Exercise directions :: Return each line of the listing below that contains the string "railway". The match is case-sensitive.

Raw data ::
══════

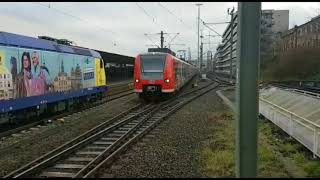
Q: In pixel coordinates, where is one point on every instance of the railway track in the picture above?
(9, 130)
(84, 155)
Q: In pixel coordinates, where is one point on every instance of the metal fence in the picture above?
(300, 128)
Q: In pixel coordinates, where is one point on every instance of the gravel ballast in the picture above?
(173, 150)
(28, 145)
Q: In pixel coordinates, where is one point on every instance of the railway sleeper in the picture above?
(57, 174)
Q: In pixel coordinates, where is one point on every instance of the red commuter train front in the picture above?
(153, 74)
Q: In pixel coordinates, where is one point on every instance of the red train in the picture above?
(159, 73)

══════

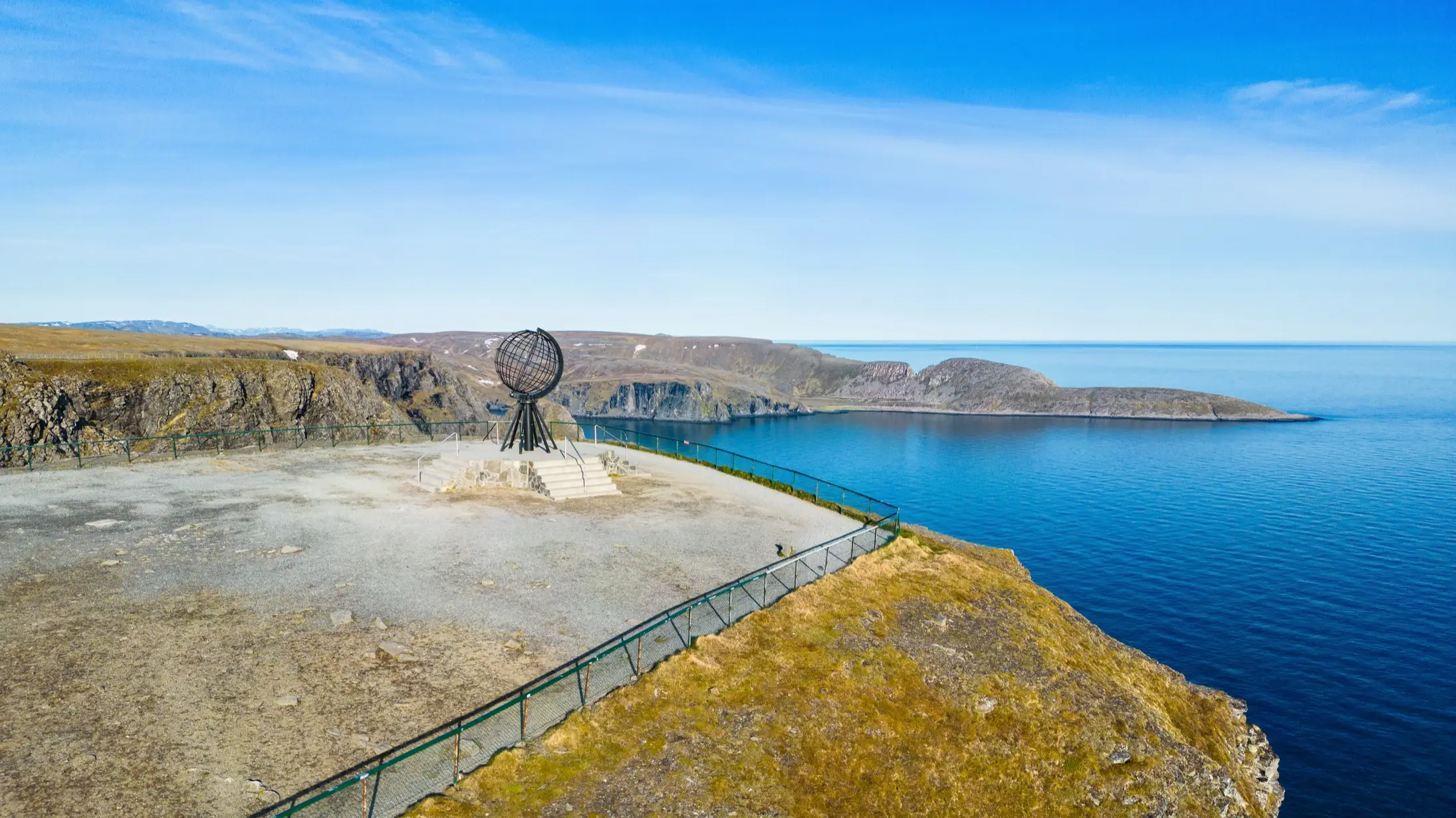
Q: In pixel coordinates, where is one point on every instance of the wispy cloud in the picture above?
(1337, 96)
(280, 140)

══════

Correct output ::
Q: In pixel coordinates, where is one point on every instance of the railway track in the picture above?
Q: In pixel coordinates, where is one point on every instance of the railway sleeper in the picture above?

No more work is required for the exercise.